To do:
Return every one of the entries below unchanged, line for line.

Items:
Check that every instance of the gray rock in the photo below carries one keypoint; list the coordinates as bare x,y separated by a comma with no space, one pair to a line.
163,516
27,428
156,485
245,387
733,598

Completed exercise:
Check that every instance of the gray rock in the photo below carries one keypoint; list the coordinates as bare x,y separated by a comma with no space, one pair to a line.
163,516
27,428
156,485
245,387
733,598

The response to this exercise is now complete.